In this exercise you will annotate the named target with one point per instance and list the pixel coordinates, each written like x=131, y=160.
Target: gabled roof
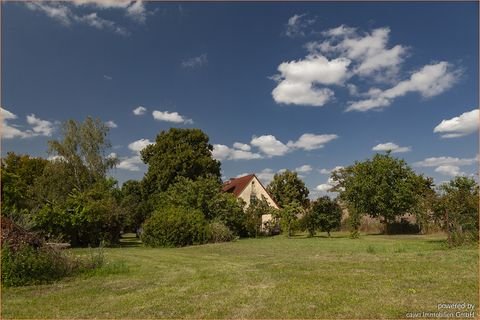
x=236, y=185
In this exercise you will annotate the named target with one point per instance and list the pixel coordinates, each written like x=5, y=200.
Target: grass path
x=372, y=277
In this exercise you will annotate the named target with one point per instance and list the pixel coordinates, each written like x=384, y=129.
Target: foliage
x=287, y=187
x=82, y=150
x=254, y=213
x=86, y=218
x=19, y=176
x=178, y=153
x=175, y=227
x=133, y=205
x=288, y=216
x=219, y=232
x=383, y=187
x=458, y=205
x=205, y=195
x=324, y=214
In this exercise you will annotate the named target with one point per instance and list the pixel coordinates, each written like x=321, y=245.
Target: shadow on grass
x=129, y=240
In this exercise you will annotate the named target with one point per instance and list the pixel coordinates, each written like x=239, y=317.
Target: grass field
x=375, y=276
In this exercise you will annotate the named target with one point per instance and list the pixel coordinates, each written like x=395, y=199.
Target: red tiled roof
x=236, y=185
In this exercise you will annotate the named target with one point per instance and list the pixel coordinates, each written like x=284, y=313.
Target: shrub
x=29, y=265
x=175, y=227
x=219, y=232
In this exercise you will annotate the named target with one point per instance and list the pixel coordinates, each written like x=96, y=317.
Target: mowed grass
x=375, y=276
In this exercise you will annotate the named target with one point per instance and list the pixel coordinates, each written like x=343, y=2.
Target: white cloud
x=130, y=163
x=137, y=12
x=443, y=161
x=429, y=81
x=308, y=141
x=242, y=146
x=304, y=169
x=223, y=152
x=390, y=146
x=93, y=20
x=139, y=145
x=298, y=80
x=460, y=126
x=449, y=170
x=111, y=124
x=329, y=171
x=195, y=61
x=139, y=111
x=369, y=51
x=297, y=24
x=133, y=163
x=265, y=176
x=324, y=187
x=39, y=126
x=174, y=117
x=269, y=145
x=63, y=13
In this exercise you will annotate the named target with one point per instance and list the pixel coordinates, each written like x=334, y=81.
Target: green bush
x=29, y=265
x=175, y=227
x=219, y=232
▬▬▬▬▬▬
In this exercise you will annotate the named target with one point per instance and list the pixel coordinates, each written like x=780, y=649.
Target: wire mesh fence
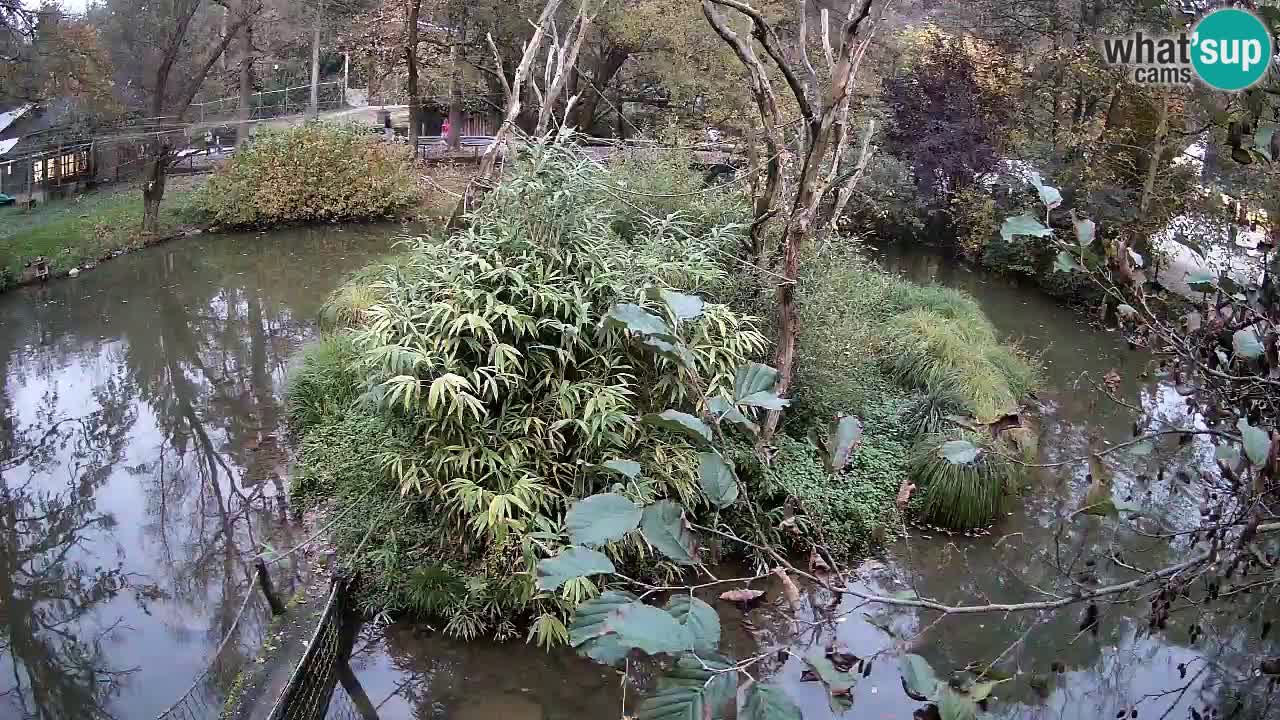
▬▬▬▬▬▬
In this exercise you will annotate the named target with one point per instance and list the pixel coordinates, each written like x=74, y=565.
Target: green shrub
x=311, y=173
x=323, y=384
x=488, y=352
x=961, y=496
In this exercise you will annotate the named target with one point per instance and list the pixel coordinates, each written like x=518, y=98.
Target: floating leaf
▬▬▬▬▬▬
What is being asked: Pull out each row above that contains the word "green" and copy those rows unchanged.

Output for this task:
Target: green bush
Target: green shrub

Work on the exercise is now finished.